TASK DETAILS >> Determine how many lines below contain the word "viaduct", then write that number by itself.

SOURCE MATERIAL >>
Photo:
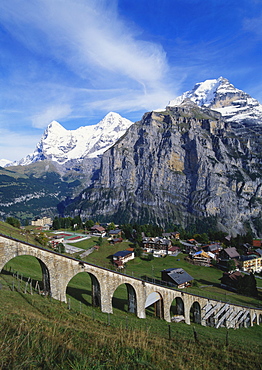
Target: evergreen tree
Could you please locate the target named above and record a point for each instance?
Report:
(13, 221)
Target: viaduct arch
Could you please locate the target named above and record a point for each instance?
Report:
(58, 270)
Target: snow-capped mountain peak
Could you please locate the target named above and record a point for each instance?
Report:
(61, 145)
(219, 94)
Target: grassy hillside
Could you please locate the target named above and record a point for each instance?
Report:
(29, 191)
(39, 333)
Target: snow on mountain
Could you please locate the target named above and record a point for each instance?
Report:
(219, 94)
(4, 162)
(61, 145)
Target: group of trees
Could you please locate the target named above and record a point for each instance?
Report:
(13, 221)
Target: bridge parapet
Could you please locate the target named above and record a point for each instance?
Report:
(59, 269)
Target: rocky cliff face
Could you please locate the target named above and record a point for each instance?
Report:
(176, 166)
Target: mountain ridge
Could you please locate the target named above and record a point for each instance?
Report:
(61, 145)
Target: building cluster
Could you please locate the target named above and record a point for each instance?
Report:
(44, 223)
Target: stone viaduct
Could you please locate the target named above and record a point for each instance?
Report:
(58, 270)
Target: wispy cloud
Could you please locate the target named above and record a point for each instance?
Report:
(16, 145)
(55, 112)
(254, 25)
(89, 37)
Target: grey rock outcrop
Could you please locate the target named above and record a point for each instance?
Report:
(176, 166)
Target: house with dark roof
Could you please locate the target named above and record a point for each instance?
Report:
(231, 280)
(258, 252)
(251, 263)
(201, 258)
(122, 257)
(229, 253)
(98, 230)
(213, 248)
(177, 276)
(158, 246)
(117, 233)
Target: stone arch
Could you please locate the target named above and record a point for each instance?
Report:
(46, 285)
(177, 307)
(210, 317)
(93, 284)
(155, 300)
(119, 302)
(248, 321)
(195, 313)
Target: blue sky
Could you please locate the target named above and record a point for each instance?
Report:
(76, 60)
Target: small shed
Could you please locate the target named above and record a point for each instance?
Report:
(121, 257)
(177, 276)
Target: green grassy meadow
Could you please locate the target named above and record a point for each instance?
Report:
(42, 333)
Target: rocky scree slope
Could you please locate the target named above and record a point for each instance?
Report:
(174, 167)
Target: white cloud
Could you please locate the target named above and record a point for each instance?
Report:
(87, 35)
(16, 145)
(55, 112)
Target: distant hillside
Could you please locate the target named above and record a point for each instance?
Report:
(39, 333)
(30, 191)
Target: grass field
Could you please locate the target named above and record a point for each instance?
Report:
(41, 333)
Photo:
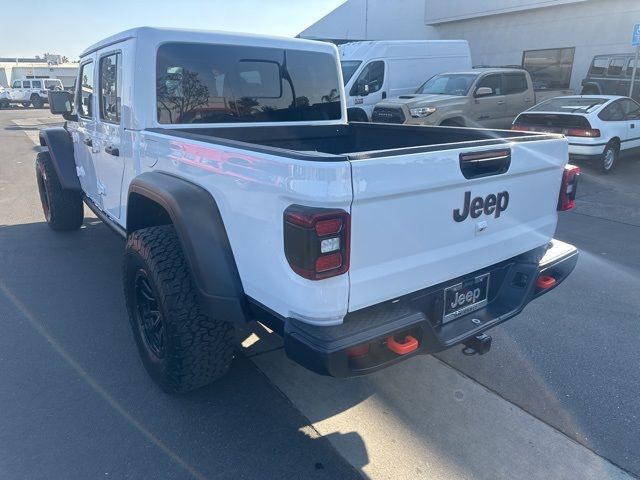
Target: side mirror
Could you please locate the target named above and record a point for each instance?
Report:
(61, 103)
(483, 92)
(363, 89)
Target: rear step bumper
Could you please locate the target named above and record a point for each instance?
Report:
(384, 334)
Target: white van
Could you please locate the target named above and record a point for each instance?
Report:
(31, 91)
(375, 70)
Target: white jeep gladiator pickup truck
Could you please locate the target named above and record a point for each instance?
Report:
(228, 165)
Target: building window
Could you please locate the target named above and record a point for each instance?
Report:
(550, 68)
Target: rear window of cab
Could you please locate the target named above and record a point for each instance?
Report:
(205, 83)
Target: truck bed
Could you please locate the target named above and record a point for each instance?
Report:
(354, 141)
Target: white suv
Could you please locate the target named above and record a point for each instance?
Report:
(31, 91)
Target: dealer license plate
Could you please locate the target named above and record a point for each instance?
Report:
(465, 297)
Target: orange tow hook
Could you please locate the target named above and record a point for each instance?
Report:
(545, 281)
(409, 345)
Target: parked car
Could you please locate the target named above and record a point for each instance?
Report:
(611, 75)
(487, 97)
(599, 127)
(32, 91)
(375, 70)
(275, 208)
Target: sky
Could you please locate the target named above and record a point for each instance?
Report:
(67, 27)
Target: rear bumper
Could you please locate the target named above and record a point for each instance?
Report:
(325, 350)
(582, 151)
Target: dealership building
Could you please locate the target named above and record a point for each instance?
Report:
(554, 39)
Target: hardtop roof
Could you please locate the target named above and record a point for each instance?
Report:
(160, 35)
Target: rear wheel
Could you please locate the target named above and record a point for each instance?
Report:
(62, 209)
(609, 157)
(37, 101)
(182, 348)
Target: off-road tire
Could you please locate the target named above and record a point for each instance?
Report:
(36, 101)
(62, 209)
(196, 349)
(609, 157)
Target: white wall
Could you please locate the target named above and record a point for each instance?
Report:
(373, 20)
(592, 27)
(451, 10)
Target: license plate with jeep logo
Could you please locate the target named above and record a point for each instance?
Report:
(465, 297)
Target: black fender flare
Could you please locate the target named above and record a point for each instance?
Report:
(200, 228)
(60, 146)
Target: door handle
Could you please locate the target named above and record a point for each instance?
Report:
(112, 151)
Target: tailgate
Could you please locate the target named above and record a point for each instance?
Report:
(418, 221)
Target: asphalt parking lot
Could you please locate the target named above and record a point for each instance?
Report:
(557, 397)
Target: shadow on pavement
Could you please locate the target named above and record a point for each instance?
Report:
(77, 403)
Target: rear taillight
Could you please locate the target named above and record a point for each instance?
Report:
(316, 241)
(569, 186)
(583, 132)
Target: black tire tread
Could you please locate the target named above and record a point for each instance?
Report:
(616, 146)
(200, 349)
(65, 206)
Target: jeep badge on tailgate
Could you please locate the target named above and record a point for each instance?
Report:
(492, 204)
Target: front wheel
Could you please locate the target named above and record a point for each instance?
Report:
(181, 346)
(609, 157)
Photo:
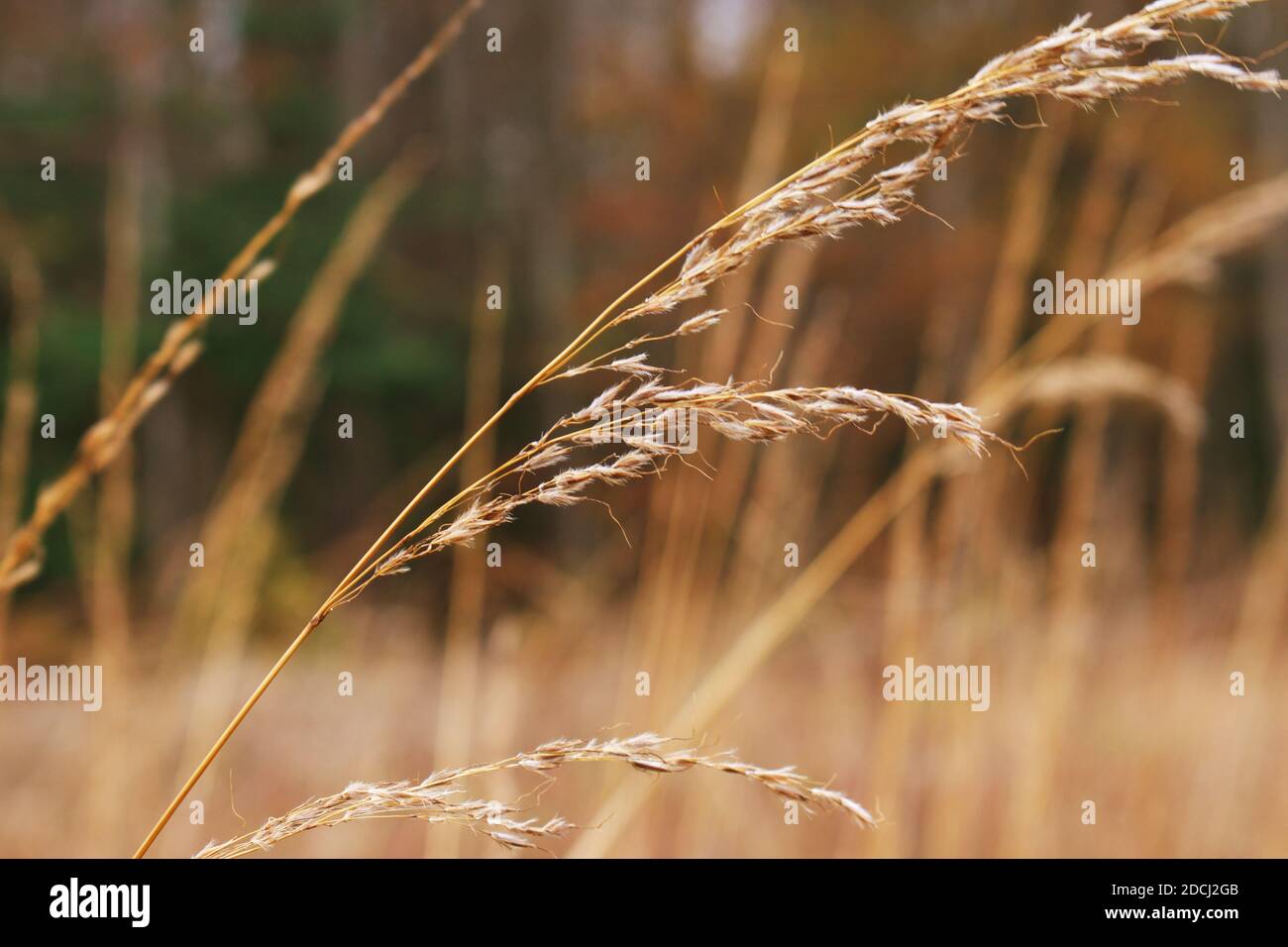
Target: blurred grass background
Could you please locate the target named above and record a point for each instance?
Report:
(1111, 686)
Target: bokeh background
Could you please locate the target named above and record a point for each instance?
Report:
(1108, 684)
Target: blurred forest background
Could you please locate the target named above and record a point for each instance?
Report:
(1108, 684)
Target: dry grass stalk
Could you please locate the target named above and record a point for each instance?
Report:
(179, 347)
(20, 401)
(218, 600)
(1207, 237)
(439, 797)
(829, 195)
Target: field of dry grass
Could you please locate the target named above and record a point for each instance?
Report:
(514, 629)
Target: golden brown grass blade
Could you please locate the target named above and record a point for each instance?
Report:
(103, 441)
(438, 797)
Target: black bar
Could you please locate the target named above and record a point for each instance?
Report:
(526, 895)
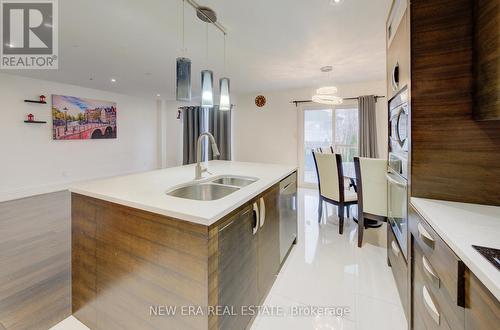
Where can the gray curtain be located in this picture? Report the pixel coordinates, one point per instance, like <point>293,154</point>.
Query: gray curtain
<point>367,127</point>
<point>197,120</point>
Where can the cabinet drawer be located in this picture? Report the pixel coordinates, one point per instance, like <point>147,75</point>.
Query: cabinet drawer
<point>399,268</point>
<point>427,311</point>
<point>424,271</point>
<point>448,267</point>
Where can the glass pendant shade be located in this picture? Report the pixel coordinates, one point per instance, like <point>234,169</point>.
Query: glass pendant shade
<point>225,99</point>
<point>183,79</point>
<point>207,89</point>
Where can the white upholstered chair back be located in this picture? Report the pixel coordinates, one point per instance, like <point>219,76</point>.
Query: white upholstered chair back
<point>374,185</point>
<point>328,178</point>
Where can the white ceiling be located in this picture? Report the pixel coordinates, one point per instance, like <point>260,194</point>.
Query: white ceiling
<point>271,44</point>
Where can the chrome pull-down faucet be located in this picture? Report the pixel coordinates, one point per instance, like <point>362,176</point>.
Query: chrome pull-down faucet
<point>200,169</point>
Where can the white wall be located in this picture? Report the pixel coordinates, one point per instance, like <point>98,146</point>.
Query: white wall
<point>270,134</point>
<point>173,134</point>
<point>32,163</point>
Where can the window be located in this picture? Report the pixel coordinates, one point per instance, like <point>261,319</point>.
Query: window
<point>325,127</point>
<point>346,133</point>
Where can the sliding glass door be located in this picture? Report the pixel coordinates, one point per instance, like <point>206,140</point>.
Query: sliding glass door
<point>325,127</point>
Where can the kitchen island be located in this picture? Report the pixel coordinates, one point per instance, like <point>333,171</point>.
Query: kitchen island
<point>144,259</point>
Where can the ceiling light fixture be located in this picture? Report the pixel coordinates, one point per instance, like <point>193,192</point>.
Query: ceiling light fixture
<point>325,95</point>
<point>224,87</point>
<point>183,68</point>
<point>336,2</point>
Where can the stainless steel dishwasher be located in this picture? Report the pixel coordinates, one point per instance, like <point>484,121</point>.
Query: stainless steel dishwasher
<point>288,214</point>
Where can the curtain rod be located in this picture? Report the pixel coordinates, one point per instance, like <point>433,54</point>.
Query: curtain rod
<point>297,102</point>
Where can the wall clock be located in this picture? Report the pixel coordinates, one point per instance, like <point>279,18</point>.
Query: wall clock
<point>260,101</point>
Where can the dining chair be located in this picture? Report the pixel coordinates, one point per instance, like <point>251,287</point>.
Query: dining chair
<point>331,185</point>
<point>327,150</point>
<point>372,191</point>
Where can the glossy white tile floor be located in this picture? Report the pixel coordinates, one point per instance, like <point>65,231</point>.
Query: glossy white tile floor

SOLUTION BELOW >> 2